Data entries
----------

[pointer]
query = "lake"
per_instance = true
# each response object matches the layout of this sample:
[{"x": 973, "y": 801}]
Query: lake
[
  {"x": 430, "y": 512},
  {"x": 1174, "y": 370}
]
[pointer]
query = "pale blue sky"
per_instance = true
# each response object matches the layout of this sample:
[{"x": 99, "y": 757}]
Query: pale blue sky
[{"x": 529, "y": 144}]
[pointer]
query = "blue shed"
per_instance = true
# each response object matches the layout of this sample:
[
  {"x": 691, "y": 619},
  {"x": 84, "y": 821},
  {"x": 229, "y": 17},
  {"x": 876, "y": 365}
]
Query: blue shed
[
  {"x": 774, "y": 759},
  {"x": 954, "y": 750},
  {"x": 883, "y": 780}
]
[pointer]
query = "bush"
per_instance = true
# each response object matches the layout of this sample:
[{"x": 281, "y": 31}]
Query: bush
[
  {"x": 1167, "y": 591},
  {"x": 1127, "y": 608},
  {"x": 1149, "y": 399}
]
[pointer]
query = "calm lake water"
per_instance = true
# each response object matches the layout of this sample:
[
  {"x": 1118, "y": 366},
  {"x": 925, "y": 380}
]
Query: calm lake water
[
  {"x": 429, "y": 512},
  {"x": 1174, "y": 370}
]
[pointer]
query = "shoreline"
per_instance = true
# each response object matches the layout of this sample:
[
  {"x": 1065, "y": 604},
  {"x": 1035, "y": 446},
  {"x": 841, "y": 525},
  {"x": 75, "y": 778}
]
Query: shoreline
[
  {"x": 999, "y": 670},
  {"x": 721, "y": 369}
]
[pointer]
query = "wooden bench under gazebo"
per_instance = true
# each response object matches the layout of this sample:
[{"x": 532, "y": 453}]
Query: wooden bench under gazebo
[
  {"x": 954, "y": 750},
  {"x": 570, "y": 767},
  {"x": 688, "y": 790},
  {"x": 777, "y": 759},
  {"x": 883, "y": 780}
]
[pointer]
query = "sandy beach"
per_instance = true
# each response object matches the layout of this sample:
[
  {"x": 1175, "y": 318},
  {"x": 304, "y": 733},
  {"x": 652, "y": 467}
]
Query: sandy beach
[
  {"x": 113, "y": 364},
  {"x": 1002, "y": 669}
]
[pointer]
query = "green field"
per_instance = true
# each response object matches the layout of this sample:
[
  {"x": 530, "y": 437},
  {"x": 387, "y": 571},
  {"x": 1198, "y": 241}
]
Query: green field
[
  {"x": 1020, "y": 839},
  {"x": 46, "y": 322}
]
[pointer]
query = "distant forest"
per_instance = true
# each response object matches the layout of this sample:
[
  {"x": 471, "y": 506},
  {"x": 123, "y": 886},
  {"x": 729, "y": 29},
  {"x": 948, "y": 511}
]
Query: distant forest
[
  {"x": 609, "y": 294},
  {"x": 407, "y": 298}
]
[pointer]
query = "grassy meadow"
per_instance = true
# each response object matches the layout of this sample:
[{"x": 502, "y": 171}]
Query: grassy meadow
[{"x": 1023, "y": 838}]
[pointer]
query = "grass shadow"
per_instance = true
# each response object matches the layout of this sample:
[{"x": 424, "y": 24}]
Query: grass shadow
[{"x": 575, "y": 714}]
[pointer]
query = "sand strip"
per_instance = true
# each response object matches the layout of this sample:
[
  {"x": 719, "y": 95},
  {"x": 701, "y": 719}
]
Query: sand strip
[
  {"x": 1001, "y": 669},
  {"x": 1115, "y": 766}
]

----------

PROBLEM DESCRIPTION: Reproduce the records above exactly.

OUTPUT BELOW:
[pointer]
query = "lake"
per_instance = true
# each response object matches the layout of this sample:
[{"x": 973, "y": 801}]
Query: lake
[
  {"x": 430, "y": 512},
  {"x": 1174, "y": 370}
]
[pointer]
query = "pale blue sky"
per_instance = true
# each response object matches the layout of this sample:
[{"x": 99, "y": 757}]
Query: pale blue sky
[{"x": 529, "y": 144}]
[pointer]
query = "blue shed"
per_instance = true
# each response object matches the layout of this sample:
[
  {"x": 691, "y": 619},
  {"x": 84, "y": 821},
  {"x": 229, "y": 17},
  {"x": 876, "y": 365}
]
Query: blue shed
[
  {"x": 774, "y": 759},
  {"x": 954, "y": 750},
  {"x": 883, "y": 780}
]
[pointer]
query = "bush"
per_instance = true
# each response object matches the layout of this sample:
[{"x": 281, "y": 31}]
Query: bush
[
  {"x": 1167, "y": 591},
  {"x": 1127, "y": 608},
  {"x": 1149, "y": 399}
]
[pointer]
query = "calm lake water"
per_instance = true
# each response object matches the layout of this sample:
[
  {"x": 1118, "y": 366},
  {"x": 925, "y": 380}
]
Query: calm lake water
[
  {"x": 429, "y": 512},
  {"x": 1174, "y": 370}
]
[pointer]
query = "shoreline"
per_instance = true
# each response object matches the layout of this sample:
[
  {"x": 1065, "y": 604},
  {"x": 1035, "y": 446},
  {"x": 841, "y": 525},
  {"x": 75, "y": 778}
]
Query: shoreline
[
  {"x": 999, "y": 670},
  {"x": 721, "y": 369}
]
[pointer]
query = "wooden bench under gazebo"
per_instance = true
# each response object matches the layout of this sample:
[{"x": 532, "y": 453}]
Query: wooden bench under gazebo
[
  {"x": 954, "y": 750},
  {"x": 570, "y": 767},
  {"x": 688, "y": 790},
  {"x": 777, "y": 759},
  {"x": 883, "y": 780}
]
[pointer]
query = "sandy beach"
per_instance = true
# each response object matches the layout of this sample:
[
  {"x": 1175, "y": 318},
  {"x": 304, "y": 733},
  {"x": 652, "y": 467}
]
Query: sandy beach
[
  {"x": 113, "y": 364},
  {"x": 1002, "y": 669}
]
[pointer]
query = "green field"
per_instance = true
# each response object matches the layout of this sample:
[
  {"x": 530, "y": 437},
  {"x": 387, "y": 571},
  {"x": 1198, "y": 241}
]
Query: green field
[
  {"x": 1020, "y": 839},
  {"x": 46, "y": 322}
]
[pointer]
query = "distant forest"
per_instance = true
# each response object matches the layout of this sample:
[
  {"x": 471, "y": 506},
  {"x": 123, "y": 886},
  {"x": 729, "y": 29},
  {"x": 948, "y": 511}
]
Query: distant forest
[
  {"x": 609, "y": 294},
  {"x": 407, "y": 298}
]
[pointer]
query = "grassy meadow"
per_instance = true
# each response object matches the layout of this sample:
[{"x": 502, "y": 171}]
Query: grassy meadow
[{"x": 1023, "y": 838}]
[pointer]
query = "grass shadow"
per_instance = true
# each response object matches the layout of this sample:
[{"x": 424, "y": 24}]
Query: grass shadow
[{"x": 575, "y": 714}]
[pointer]
query = "sand strip"
per_instance = true
# each response object matches the layout of this sample:
[
  {"x": 719, "y": 95},
  {"x": 701, "y": 719}
]
Query: sand strip
[
  {"x": 1001, "y": 669},
  {"x": 1115, "y": 766}
]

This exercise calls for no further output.